Dataset entries

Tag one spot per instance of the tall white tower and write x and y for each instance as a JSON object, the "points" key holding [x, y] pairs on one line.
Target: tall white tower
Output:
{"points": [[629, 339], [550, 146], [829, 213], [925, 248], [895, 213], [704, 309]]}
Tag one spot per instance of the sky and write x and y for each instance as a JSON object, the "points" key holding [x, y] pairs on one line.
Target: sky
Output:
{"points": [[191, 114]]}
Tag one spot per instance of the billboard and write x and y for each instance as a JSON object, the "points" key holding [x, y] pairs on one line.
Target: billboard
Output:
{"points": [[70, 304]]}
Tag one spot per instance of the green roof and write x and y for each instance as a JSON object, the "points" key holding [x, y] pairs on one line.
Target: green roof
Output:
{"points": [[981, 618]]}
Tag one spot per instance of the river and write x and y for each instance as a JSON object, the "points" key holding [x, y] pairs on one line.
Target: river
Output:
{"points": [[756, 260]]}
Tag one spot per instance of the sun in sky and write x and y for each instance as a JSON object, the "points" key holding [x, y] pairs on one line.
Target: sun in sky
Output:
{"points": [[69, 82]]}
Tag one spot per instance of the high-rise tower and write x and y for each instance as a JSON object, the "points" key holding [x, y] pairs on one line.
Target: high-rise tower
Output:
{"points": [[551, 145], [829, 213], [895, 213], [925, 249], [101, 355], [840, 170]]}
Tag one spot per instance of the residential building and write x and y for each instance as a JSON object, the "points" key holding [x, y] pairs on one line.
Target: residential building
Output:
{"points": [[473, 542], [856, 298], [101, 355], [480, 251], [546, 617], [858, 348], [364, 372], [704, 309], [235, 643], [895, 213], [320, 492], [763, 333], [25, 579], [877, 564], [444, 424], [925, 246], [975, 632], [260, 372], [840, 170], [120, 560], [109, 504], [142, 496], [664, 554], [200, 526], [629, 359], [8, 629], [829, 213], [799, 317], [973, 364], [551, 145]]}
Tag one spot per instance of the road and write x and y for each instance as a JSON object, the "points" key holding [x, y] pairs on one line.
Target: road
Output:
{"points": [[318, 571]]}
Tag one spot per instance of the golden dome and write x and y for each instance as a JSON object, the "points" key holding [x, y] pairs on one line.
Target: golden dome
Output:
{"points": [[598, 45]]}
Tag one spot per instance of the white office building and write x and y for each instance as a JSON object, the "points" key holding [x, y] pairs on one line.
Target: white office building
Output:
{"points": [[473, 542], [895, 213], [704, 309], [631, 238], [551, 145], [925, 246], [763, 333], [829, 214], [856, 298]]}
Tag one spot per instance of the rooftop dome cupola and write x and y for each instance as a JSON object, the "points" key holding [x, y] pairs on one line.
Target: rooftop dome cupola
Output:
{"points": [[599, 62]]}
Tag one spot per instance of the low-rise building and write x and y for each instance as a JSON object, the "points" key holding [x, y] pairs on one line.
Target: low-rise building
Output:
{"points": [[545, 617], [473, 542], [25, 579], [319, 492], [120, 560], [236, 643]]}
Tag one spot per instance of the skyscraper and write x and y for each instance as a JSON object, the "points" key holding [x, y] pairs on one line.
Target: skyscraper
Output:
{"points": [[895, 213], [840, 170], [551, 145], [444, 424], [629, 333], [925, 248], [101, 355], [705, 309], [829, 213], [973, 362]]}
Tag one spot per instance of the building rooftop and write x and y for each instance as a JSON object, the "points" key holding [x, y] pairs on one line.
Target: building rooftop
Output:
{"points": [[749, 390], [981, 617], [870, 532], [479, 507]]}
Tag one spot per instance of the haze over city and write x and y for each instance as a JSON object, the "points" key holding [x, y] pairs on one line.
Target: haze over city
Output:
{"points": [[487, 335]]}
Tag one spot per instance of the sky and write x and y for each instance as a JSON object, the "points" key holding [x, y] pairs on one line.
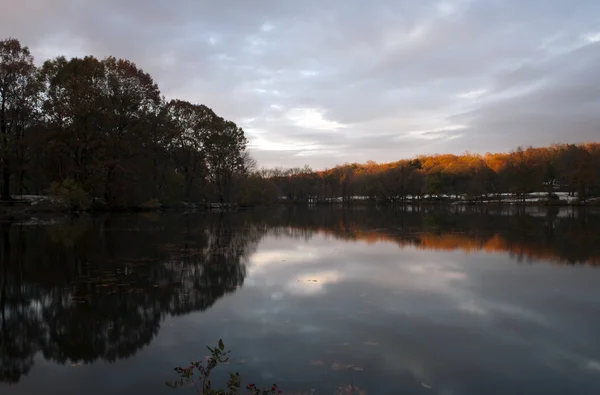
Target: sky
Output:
{"points": [[328, 82]]}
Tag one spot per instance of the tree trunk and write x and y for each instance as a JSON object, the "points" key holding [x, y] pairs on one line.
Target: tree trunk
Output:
{"points": [[5, 179]]}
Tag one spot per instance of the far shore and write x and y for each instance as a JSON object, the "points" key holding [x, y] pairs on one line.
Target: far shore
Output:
{"points": [[30, 205]]}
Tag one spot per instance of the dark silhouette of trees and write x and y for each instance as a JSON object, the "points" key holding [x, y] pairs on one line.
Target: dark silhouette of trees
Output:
{"points": [[18, 90], [103, 126]]}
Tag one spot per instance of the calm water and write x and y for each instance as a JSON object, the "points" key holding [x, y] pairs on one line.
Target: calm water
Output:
{"points": [[394, 302]]}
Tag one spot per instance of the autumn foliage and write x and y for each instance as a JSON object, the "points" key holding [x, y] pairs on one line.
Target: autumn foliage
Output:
{"points": [[568, 168]]}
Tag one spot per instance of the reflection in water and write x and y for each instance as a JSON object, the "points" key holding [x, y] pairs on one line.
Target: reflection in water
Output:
{"points": [[567, 236], [99, 289]]}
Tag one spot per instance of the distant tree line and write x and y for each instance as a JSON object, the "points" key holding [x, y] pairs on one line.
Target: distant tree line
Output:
{"points": [[102, 128], [572, 169], [86, 128]]}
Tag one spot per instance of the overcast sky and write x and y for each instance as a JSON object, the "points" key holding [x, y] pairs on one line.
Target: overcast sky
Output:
{"points": [[333, 81]]}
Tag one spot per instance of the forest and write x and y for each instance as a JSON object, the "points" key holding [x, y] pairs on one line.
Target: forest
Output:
{"points": [[91, 130]]}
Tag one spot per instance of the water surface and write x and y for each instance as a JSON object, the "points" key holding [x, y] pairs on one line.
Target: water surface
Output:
{"points": [[433, 301]]}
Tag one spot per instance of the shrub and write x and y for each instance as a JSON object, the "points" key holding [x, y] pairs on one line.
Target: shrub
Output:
{"points": [[198, 373], [70, 195]]}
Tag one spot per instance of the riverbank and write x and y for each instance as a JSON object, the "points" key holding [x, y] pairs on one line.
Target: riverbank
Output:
{"points": [[27, 205]]}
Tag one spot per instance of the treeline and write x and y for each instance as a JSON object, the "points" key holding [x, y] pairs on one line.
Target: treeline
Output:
{"points": [[572, 169], [92, 128], [85, 128]]}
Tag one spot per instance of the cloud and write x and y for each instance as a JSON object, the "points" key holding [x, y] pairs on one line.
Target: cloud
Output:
{"points": [[346, 81]]}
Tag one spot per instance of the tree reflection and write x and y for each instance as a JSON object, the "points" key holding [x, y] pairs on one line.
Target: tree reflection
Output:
{"points": [[99, 288]]}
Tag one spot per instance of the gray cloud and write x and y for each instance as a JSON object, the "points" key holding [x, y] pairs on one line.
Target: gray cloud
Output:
{"points": [[342, 81]]}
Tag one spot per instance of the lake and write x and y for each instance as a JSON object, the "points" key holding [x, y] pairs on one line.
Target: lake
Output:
{"points": [[415, 301]]}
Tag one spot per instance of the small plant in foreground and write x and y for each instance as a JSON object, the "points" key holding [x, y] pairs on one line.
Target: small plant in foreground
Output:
{"points": [[198, 374]]}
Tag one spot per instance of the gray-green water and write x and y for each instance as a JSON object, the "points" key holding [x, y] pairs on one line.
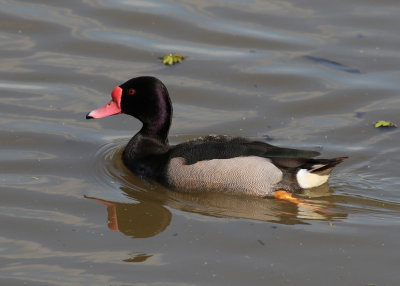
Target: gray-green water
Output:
{"points": [[306, 74]]}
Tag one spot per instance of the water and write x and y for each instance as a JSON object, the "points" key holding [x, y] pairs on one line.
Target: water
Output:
{"points": [[313, 75]]}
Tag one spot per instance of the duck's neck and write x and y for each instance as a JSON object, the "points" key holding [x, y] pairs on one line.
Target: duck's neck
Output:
{"points": [[157, 126]]}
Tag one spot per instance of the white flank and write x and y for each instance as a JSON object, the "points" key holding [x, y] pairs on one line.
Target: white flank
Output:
{"points": [[309, 180]]}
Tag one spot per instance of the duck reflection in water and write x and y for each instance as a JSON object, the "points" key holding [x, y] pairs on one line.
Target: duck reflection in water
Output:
{"points": [[148, 214]]}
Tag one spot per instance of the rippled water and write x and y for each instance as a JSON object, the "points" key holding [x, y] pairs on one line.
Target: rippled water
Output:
{"points": [[313, 75]]}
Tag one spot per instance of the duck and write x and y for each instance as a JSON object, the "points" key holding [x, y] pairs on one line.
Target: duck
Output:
{"points": [[217, 163]]}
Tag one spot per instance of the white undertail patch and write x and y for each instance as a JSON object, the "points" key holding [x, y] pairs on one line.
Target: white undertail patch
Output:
{"points": [[308, 180]]}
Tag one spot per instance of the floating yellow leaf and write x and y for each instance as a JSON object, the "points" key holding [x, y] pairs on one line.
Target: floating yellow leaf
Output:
{"points": [[384, 123], [172, 59]]}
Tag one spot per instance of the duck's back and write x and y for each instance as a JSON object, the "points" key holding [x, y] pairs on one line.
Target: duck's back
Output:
{"points": [[227, 164]]}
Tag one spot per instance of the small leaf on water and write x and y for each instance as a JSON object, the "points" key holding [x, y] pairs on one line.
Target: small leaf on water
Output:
{"points": [[172, 59], [384, 123]]}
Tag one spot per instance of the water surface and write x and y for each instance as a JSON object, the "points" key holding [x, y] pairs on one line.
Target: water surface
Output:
{"points": [[313, 75]]}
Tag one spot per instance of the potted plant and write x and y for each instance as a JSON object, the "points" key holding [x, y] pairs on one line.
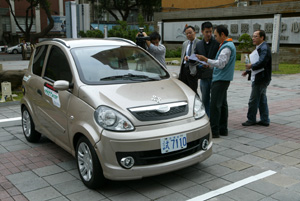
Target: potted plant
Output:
{"points": [[245, 46]]}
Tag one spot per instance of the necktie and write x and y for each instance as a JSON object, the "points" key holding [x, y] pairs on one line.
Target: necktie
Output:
{"points": [[190, 48]]}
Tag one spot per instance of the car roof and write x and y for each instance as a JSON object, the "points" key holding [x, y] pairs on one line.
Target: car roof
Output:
{"points": [[72, 43]]}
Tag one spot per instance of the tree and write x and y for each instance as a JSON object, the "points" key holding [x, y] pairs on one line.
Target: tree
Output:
{"points": [[124, 7], [34, 4]]}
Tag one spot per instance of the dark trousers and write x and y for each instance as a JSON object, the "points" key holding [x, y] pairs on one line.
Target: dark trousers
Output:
{"points": [[219, 107], [188, 79]]}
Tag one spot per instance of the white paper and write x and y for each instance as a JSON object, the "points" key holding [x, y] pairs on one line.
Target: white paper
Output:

How to complete this task:
Return each line from the entries above that includes "city".

Response to this exercise:
Tag one spot per instance of the haze over city and write x and y for each instance as a JSON object, the "points" key holding [x, y] pairs on one line.
Target: haze over city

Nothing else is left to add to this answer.